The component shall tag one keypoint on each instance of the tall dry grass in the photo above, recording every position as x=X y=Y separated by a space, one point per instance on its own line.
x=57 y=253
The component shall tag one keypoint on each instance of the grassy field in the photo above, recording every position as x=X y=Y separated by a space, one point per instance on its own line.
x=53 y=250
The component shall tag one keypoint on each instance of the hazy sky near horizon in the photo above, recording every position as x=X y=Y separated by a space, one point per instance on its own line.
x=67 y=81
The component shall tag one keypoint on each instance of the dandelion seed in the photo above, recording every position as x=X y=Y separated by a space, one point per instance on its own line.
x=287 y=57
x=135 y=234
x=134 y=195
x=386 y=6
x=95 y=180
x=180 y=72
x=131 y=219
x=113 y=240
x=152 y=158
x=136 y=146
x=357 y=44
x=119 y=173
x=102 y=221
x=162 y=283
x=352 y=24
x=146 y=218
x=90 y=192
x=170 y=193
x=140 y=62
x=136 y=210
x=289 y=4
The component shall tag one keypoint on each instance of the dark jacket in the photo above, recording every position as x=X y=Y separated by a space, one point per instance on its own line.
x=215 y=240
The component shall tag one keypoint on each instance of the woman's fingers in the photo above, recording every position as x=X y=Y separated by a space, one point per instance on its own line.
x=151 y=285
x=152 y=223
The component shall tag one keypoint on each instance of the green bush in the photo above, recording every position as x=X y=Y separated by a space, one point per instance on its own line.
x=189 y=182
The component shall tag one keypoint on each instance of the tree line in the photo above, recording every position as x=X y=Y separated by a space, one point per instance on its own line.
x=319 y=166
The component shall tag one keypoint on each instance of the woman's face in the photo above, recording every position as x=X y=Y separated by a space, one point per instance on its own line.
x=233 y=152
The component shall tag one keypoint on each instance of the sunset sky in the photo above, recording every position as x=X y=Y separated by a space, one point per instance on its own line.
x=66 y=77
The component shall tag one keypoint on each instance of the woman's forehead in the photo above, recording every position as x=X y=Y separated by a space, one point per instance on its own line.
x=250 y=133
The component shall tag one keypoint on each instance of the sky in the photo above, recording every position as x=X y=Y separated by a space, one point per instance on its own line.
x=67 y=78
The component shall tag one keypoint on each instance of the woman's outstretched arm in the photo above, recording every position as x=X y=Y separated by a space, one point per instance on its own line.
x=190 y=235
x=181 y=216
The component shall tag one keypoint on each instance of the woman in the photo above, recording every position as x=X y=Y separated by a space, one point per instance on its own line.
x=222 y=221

○ ○ ○ ○ ○

- _Description of the task_
Reproduce the entire listing above verbatim, keeping every line in its original order and form.

- _Finished answer_
The component shall tag one keypoint on each instance of the tall dry grass in the photo above, recording every position as x=X y=Y separated by a space, one point per instance on its own line.
x=57 y=253
The component shall tag one keypoint on each instance of the grassy field in the photo above, recording every position as x=X y=Y separated by a space, one point per instance on its own line.
x=53 y=250
The component shall tag one keypoint on each instance of the hazy sky near horizon in the photo above, recording every position as x=X y=Y separated by a space, one point per instance on its own line.
x=67 y=81
The component shall tag one keypoint on each instance of the dandelion seed in the photo above, recording every position as x=X y=Y separated by a space, one point per instance on its own line.
x=287 y=57
x=135 y=234
x=134 y=195
x=386 y=6
x=95 y=180
x=180 y=72
x=131 y=219
x=113 y=240
x=152 y=158
x=136 y=146
x=357 y=44
x=119 y=173
x=102 y=221
x=162 y=283
x=352 y=24
x=146 y=218
x=90 y=192
x=170 y=193
x=140 y=62
x=136 y=210
x=289 y=4
The component shall tag one keypoint on each instance of the dark jacket in the photo above, recording every position as x=X y=Y separated by a space, one point per instance on its own line.
x=215 y=240
The component shall tag one keypoint on each instance of the woman's fingers in the photo above, recording every position as x=X y=Y separated by a space, one point per instance on its own line.
x=151 y=285
x=152 y=223
The component shall tag one keypoint on each instance of the green bush in the photo above, recording every position as x=X y=Y separated by a space, one point per instance on its own line.
x=189 y=182
The component shall tag one keypoint on each instance of the tree line in the photo above, recording every position as x=X y=Y separated by a space, one point per instance on its own line.
x=319 y=166
The component shall tag one keypoint on each instance of the woman's face in the photo above, recording every position as x=X y=Y separated by a space, one point per instance on its own line.
x=233 y=152
The component shall tag one keypoint on each instance of the sunset sky in the photo above, recording every position as x=X y=Y separated by a space, one point per instance on its own line.
x=66 y=77
The component shall tag one keypoint on each instance of the woman's forehead in the photo above, recording every position as x=X y=Y separated by a space, one point per instance on its own line.
x=250 y=133
The component shall tag one keypoint on each instance of the sky in the photo above, recording every position as x=X y=Y separated by a space, one point per instance on its own line.
x=67 y=78
The component shall tag one keypoint on each instance of the woman's outstretched arm in the photo above, recording every position as x=X y=Y separated by a space, one point per instance on its own line.
x=190 y=235
x=181 y=216
The component shall tag one keypoint on each instance of the woman in the photo above, recording every position as x=X y=Y separated by a space, one point per instance on its own line.
x=222 y=221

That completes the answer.